## Start Supplied material

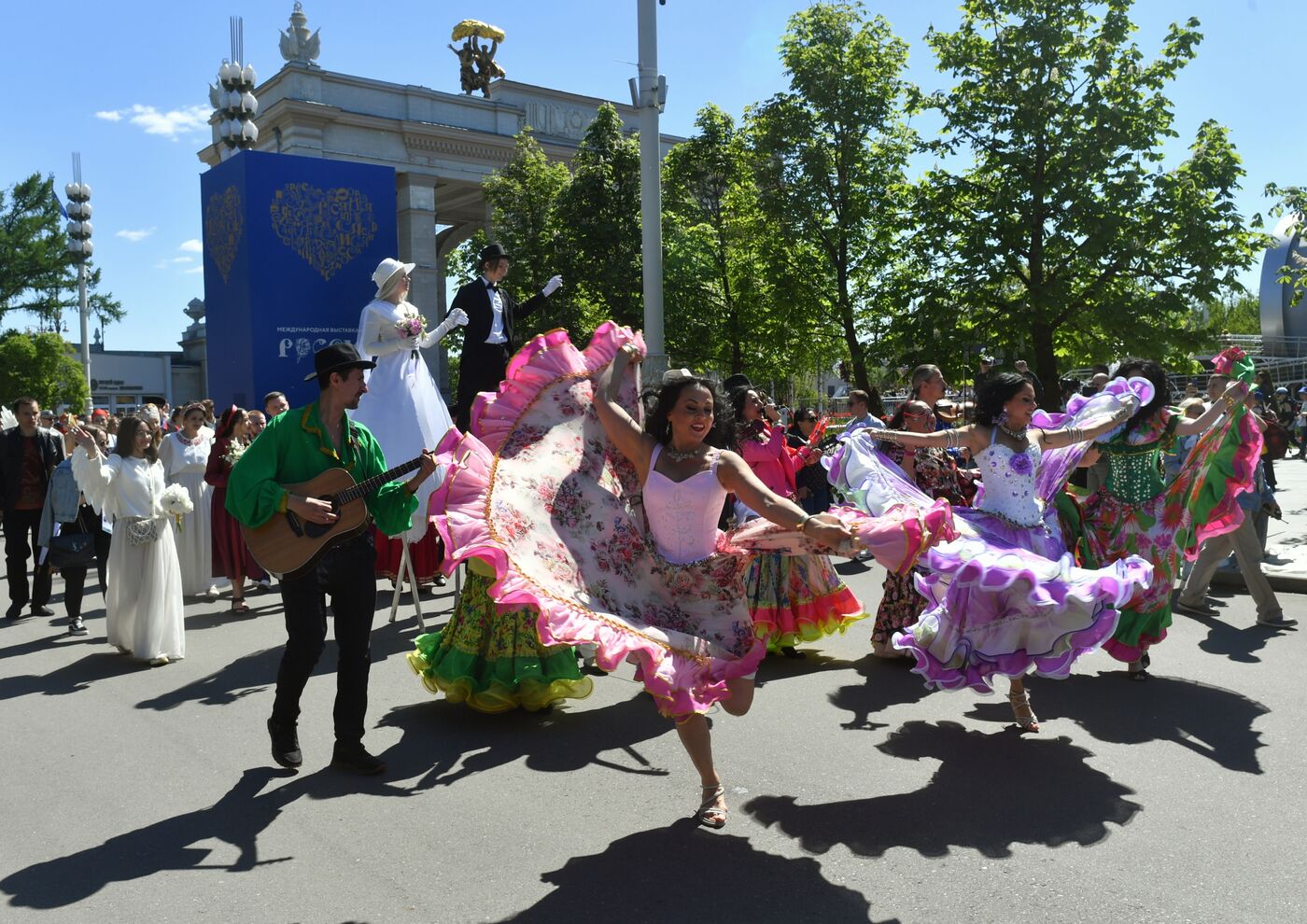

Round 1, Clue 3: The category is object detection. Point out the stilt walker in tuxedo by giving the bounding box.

## End Supplied material
## Start Supplied material

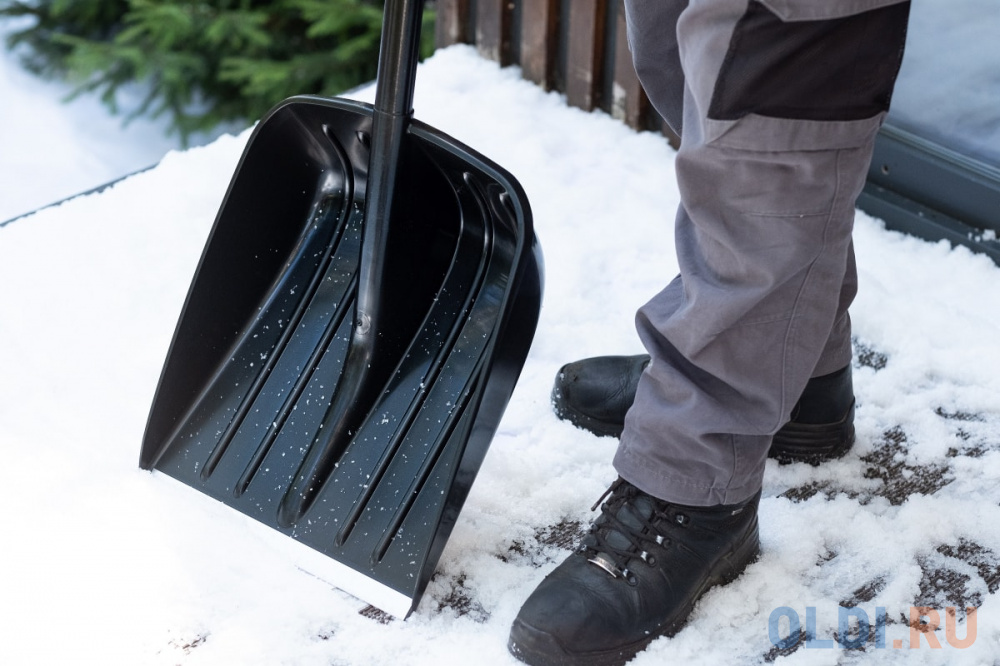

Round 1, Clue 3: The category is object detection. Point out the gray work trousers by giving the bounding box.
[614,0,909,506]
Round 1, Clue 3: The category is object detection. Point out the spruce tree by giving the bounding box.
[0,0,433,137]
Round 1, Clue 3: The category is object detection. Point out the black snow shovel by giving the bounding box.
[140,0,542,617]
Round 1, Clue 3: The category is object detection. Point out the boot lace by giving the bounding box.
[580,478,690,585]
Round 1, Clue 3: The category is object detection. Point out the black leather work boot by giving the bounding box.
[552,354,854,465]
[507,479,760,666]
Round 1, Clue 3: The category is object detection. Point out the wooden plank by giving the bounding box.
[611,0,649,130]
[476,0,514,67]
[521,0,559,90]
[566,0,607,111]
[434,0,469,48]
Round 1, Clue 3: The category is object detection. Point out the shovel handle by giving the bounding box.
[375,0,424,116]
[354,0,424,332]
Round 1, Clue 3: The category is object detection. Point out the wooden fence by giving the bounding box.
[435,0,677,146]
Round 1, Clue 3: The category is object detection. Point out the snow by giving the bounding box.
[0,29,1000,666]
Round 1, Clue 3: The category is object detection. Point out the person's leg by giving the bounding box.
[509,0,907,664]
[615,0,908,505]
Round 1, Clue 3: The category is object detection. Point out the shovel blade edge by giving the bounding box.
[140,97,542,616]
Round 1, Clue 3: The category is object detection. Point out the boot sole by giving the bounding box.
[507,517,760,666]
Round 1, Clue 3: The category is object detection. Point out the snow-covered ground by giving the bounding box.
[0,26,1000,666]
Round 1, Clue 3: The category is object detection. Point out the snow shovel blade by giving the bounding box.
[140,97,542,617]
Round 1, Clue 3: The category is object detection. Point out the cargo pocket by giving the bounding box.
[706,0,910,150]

## End Supplied material

Convert everything from the line containing "plank by giving the bounding box." down to the line containing "[0,29,1000,666]", both ends included, into a two-column CSV with the headers instruction and bounding_box. Write one row per record, placing its text under instruction and its answer under bounding_box, each in a single quoted field with line breaks turned into spaces.

_Full output_
instruction,bounding_box
"Round 1, Clue 3: The category is object detection. Point out the wooden plank by giving the bounding box.","[611,0,649,130] [476,0,514,67] [521,0,559,90] [566,0,607,111] [434,0,469,48]"
"Round 1, Clue 3: The category is object detection. Point out the shovel handle by giving the bounding box.","[375,0,424,116] [354,0,424,332]"
"Round 1, Clue 3: The category is object detection. Point out the wooden fence by giving the bounding box.","[435,0,677,146]"
"Round 1, Clue 3: The category is object detection. Point out the snow by giving the bounding box.","[0,29,1000,666]"